=== TRABAJO REQUERIDO ===
1) Según el texto sobre las hermanas Clarisas de Coroico, ¿desde qué valle se elaboran y envían a La Paz el vino y las hostias?
2) Reproduce sin cambios el fragmento del texto sobre las hermanas Clarisas que comienza en las palabras "Gracias al trabajo" y termina después de "tropical de Coroico.".
---- BLOQUE DE TEXTO
Cuerpo y sangre de cristo
En un rincón de Coroico, las hermanas Clarisas elaboran vino y hostias para la misa.
Tomad y comed todos de él, porque esto es mi cuerpo que será entregado por vosotros”. El sacerdote, detrás del altar del templo, enuncia parte de la eucaristía, el sacramento católico mediante el cual el pan de trigo se convierte en el cuerpo de Cristo, mientras los fieles elevan sus manos en dirección al cielo esperando una bendición.
“Tomad y bebed todos de él, porque éste es el cáliz de mi sangre, sangre de la alianza nueva y eterna…”. El ritual es idéntico domingo a domingo, y también tiene por fin convertir, a través de la fe, el vino en sangre del hijo de Dios. Instantes después, el padre bebe del vino tinto y come la hostia, mientras los creyentes inician una fila para comulgar y recibir a Cristo.
Gracias al trabajo de las hermanas franciscanas Clarisas, las ofrendas indispensables para esta celebración litúrgica —el vino y la hostia— son elaboradas y enviadas a la ciudad de La Paz desde uno de los lugares más bellos del territorio boliviano, el valle tropical de Coroico.
Escondidas en una de las esquinas de la plaza principal, entre los minibuses a la espera de pasajeros para el transporte hacia la sede de gobierno y taxis que se ocupan del traslado de turistas de este municipio de Nor Yungas, unas empinadas gradas conducen al monasterio de las monjas. Al bajar por esta vía empedrada y con dejo colonial, las jardineras muestran la belleza coroiqueña, con árboles y flores de colores intensos.
En medio de las viviendas que fueron acondicionadas como hostales o restaurantes para atender a los visitantes nacionales y extranjeros, una casa que parece detenida en el tiempo, con una puerta de madera gruesa cobijada por plantas colgantes en la pared blanca, da la bienvenida al claustro.
--------
---- REGISTROS DE DATOS
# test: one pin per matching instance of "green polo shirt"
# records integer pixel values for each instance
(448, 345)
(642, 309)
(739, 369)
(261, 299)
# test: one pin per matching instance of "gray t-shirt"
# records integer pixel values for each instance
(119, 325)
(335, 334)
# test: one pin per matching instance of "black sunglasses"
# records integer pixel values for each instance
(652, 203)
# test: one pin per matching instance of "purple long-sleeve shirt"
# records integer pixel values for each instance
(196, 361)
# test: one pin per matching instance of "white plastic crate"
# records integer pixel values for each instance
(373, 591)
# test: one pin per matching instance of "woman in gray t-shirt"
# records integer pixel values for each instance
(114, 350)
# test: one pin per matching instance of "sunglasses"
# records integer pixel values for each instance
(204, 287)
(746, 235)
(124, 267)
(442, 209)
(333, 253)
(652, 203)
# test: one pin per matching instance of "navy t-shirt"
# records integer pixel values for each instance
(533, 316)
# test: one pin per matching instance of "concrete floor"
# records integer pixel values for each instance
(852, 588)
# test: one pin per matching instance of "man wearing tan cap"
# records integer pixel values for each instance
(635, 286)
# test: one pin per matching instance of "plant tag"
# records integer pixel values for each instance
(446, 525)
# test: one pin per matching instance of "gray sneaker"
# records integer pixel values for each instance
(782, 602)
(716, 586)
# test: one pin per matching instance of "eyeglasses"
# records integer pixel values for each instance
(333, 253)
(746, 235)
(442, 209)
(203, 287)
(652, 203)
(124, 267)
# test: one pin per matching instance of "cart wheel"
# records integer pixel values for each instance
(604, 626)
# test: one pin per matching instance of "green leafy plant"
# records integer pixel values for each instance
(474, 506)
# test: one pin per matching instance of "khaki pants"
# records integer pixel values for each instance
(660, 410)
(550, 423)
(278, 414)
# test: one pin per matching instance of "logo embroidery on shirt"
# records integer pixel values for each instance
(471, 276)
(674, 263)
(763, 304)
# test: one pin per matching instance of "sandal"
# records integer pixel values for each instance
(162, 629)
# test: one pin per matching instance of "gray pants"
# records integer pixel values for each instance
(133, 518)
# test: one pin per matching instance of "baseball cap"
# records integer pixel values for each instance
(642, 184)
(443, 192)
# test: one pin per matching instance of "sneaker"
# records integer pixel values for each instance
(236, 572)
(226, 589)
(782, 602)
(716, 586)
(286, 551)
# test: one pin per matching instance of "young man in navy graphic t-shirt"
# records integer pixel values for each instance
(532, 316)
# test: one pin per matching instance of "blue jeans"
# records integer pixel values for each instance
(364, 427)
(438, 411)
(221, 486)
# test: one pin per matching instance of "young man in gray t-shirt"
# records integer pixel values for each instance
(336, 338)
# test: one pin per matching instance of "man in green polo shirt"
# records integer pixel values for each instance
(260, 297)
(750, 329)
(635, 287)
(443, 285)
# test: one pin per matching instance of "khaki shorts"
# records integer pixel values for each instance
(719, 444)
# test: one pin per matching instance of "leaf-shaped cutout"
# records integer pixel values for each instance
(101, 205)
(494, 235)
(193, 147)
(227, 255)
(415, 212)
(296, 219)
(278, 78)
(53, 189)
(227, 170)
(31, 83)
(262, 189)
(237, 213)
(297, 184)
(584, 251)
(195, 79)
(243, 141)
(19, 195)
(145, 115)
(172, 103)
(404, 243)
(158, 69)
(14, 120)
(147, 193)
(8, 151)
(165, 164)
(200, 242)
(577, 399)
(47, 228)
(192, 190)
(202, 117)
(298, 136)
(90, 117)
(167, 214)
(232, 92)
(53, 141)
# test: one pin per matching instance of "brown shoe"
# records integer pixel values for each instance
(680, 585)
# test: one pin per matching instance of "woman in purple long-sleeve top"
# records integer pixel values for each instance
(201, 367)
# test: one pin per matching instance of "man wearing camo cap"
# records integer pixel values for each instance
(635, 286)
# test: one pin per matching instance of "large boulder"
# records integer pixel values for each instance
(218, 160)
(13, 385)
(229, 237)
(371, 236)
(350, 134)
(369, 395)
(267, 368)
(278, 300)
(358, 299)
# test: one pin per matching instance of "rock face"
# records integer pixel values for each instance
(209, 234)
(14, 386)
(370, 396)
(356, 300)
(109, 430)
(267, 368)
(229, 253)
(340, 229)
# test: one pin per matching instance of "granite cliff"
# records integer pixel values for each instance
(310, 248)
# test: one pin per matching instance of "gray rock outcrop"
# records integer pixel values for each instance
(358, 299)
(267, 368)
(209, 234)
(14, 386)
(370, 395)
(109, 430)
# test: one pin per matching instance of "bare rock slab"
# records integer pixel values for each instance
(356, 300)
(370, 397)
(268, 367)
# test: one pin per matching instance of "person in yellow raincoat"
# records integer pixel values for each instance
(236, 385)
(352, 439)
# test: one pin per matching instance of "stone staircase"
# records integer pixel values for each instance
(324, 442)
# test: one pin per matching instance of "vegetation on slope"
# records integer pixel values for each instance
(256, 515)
--------
=== RESULTADOS ESPERADOS ===
1) Desde el valle tropical de Coroico.

2)
Gracias al trabajo de las hermanas franciscanas Clarisas, las ofrendas indispensables para esta celebración litúrgica —el vino y la hostia— son elaboradas y enviadas a la ciudad de La Paz desde uno de los lugares más bellos del territorio boliviano, el valle tropical de Coroico.